=== EXCERPT TO READ ===
I was very fortunate to be accepted in 2005 into Ken Duncum's MA course in Scriptwriting. It was here I discovered the amazing world of theatre. I began to dabble in play writing which I soon fell for in a major way. I'm thrilled to now be able to combine my two loves in such a unique way. To date I have had four plays produced ('After Service', 'Stand Up Love', 'Shipwrecked Beneath the Stars' and 'Handy Man'), and two radio plays produced ('Captive Truths' and Stand Up Love').
My fifth play, 'Hamlet Dies at the End' (which I'm also adapting as a film), goes into production in June 2011.
Hannah McKie (commenced 2011)
Hannah is a scriptwriter and PhD candidate focussing her attentions on the New Zealand stage. The contextualizing critical component of Hannah's research has a working title of 'Keeping Mum, Performing Marriage and Growing Women' and shines a spotlight on the representations of women, and particularly mothers, depicted on stage in New Zealand between 1920 and 2012.
Alongside her research, Hannah is writing several full length plays that explore the changing representations of women and mothers within New Zealand’s theatre history.
Hannah graduated from the IIML's MA Programme in Scriptwriting in 2009. Her MA play, and arguably the start of her fascination with writing family drama, was entitled 'McKenzie Country'. 'McKenzie Country' was joint winner of the David Carson-Parker Embassy Prize in Scriptwriting for the best major project, received the Dominion Post Scholarship, was read as part of Writers on Mondays, shortlisted to the final four for Write Out Loud Wellington 2009 and recently received its stage premier at BATS Theatre in June 2011, produced by Hannah and mounted by her company of Page Left playwright producers.

=== WORK TO BE COMPLETED ===
In the scriptwriter profiles, list every stage play that the first writer says has been produced to date, not counting the radio plays or the fifth play. The items that follow come from a different source than the scriptwriter profiles.

=== DATASET EXTRACT ===
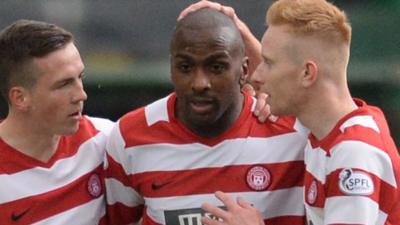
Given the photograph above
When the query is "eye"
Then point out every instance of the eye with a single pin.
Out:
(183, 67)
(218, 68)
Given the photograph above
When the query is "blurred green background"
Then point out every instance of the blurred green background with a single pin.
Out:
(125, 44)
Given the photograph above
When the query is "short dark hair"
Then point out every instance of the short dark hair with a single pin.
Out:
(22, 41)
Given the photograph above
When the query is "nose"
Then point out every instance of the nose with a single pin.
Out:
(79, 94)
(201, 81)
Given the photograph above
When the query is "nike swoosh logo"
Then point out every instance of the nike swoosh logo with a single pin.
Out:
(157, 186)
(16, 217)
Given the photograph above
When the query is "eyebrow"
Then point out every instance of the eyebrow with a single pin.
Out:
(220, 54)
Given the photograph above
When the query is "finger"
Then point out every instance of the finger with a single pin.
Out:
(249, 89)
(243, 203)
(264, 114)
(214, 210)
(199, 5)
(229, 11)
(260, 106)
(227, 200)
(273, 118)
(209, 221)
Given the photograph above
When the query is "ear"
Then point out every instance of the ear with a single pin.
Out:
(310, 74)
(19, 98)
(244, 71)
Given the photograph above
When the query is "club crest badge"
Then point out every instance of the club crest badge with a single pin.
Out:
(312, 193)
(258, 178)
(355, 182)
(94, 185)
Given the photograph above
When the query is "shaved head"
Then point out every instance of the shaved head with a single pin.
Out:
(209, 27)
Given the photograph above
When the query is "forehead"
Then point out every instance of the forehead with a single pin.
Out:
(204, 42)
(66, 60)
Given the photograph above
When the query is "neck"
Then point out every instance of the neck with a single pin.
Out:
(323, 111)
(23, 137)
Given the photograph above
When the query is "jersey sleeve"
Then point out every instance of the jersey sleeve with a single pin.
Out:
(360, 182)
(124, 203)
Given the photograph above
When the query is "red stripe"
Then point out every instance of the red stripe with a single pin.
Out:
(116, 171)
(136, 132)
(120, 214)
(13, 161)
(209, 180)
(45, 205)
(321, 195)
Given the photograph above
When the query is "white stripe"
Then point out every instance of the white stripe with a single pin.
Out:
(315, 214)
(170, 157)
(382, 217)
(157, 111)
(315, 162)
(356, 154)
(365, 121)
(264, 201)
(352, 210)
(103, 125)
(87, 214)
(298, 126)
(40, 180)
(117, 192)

* * *

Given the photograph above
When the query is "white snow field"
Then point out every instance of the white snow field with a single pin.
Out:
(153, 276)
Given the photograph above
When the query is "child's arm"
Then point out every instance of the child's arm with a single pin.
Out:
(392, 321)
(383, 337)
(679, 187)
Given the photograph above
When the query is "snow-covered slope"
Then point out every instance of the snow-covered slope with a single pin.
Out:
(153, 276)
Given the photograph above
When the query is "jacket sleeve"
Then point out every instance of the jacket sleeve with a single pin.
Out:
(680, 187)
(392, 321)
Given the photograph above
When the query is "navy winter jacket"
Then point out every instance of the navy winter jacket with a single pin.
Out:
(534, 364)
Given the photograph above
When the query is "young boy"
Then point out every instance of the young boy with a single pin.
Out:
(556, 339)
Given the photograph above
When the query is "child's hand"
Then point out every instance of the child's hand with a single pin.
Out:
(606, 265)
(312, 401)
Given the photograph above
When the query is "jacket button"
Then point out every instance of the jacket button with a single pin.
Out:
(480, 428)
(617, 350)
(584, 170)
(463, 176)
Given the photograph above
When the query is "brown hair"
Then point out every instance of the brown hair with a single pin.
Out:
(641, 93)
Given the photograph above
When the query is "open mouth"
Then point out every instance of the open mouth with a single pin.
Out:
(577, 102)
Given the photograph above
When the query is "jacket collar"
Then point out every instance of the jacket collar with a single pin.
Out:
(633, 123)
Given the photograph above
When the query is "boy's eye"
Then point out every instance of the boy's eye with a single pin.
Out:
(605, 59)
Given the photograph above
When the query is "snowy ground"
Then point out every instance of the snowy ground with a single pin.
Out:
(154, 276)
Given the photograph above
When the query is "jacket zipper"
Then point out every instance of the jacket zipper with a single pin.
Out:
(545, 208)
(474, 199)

=== WRITTEN RESPONSE ===
'After Service', 'Stand Up Love', 'Shipwrecked Beneath the Stars', 'Handy Man'